### What the task requires
Without pictures, output exactly the lines running from the line containing "Target: black shorts" to the end of the listing below.

### Data excerpts

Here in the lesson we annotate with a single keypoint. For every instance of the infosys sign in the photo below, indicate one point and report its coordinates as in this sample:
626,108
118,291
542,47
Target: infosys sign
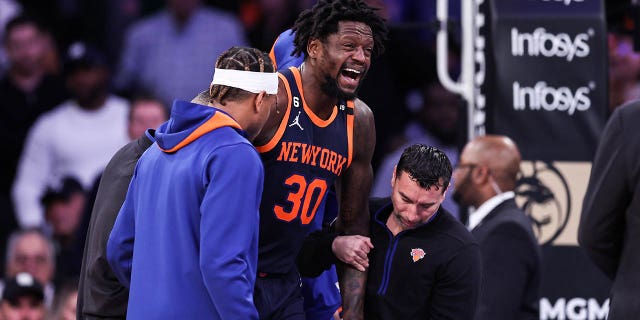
547,71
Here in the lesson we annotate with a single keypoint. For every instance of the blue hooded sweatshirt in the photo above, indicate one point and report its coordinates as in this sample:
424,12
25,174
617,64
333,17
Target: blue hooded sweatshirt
186,239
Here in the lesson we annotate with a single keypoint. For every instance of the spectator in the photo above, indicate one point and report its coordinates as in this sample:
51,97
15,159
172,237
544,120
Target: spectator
76,139
27,91
100,295
423,263
145,113
609,225
22,299
437,125
170,54
485,178
64,307
32,252
64,207
99,292
8,10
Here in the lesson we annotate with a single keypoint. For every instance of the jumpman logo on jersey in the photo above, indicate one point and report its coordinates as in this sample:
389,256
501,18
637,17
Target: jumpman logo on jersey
296,122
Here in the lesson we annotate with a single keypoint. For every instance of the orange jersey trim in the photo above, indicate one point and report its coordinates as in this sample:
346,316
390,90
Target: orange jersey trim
350,119
314,118
283,124
218,120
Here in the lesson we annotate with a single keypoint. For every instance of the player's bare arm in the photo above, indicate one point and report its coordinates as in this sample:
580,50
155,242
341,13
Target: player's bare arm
353,192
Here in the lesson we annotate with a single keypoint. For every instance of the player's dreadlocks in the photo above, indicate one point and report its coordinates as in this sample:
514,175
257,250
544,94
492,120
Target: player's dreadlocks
322,20
239,58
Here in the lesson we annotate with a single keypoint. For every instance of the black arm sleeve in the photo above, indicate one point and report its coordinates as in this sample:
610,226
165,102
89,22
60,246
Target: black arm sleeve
316,255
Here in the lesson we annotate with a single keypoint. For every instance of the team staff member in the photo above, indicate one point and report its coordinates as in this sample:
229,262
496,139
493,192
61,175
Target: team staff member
424,263
319,134
185,240
485,179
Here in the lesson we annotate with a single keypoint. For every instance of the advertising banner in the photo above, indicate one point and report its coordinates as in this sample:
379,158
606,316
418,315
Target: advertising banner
541,77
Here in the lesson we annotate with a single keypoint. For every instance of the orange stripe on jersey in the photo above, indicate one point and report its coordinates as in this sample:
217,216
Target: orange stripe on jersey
350,119
314,118
218,120
283,124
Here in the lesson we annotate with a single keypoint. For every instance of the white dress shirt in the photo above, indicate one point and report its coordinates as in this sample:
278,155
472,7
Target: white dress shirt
476,217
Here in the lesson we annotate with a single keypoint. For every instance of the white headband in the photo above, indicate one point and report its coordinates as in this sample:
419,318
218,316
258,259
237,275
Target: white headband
255,82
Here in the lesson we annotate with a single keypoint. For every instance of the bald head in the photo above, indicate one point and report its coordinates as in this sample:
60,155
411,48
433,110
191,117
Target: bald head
500,154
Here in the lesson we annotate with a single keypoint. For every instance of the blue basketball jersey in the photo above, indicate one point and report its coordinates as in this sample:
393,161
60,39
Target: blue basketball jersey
301,162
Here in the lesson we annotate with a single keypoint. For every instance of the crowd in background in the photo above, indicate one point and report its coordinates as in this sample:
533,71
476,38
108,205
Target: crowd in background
79,79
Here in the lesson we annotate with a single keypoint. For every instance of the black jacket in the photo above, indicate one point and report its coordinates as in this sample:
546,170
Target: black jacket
610,223
511,265
430,272
100,295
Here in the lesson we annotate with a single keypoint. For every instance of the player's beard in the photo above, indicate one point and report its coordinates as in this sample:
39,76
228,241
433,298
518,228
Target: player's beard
330,88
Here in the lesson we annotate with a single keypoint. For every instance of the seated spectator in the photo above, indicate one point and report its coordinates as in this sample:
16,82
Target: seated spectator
64,208
171,53
27,91
32,252
145,113
22,299
64,306
77,138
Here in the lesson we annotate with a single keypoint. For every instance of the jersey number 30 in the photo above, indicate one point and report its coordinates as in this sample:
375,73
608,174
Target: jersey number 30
302,197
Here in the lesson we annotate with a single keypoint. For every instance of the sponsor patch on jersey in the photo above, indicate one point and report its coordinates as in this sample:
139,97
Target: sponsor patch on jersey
417,254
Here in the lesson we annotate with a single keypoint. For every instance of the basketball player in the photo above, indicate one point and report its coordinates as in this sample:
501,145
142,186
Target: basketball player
319,134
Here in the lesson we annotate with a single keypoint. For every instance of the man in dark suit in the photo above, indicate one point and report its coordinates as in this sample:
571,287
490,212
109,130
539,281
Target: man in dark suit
484,179
610,223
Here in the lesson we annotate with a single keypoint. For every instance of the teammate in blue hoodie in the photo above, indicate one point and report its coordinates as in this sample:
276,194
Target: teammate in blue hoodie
186,239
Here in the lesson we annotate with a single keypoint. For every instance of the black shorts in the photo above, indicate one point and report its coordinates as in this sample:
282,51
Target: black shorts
279,297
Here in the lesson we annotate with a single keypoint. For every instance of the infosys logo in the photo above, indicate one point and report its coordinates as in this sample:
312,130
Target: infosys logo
547,98
547,44
566,2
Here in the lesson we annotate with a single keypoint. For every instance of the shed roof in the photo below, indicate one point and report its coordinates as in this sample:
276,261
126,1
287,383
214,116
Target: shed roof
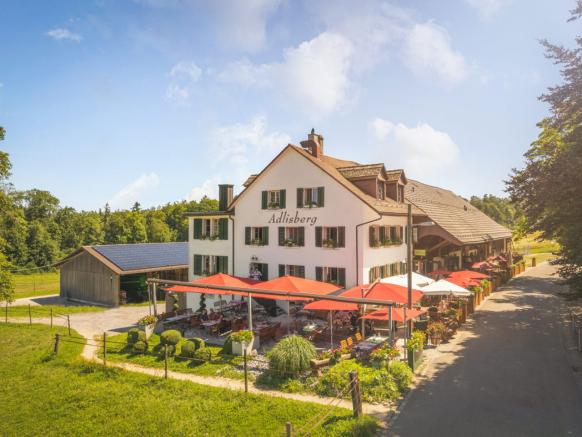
138,257
454,214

######

### Response area
Target: black shorts
279,297
Here in the lesson we annotate with a single keypoint. For every instance of the infosys logo in the photo above, indicate one point and report its coordinates as in this sample:
312,130
Target: infosys logo
547,98
547,44
566,2
Here in the lesson we annotate with a single keypoint. For every instance of the shed roof in the photo below, indicate one point and report its coordinates as in this sample:
276,261
126,1
287,383
214,116
Target: shed roof
138,257
454,214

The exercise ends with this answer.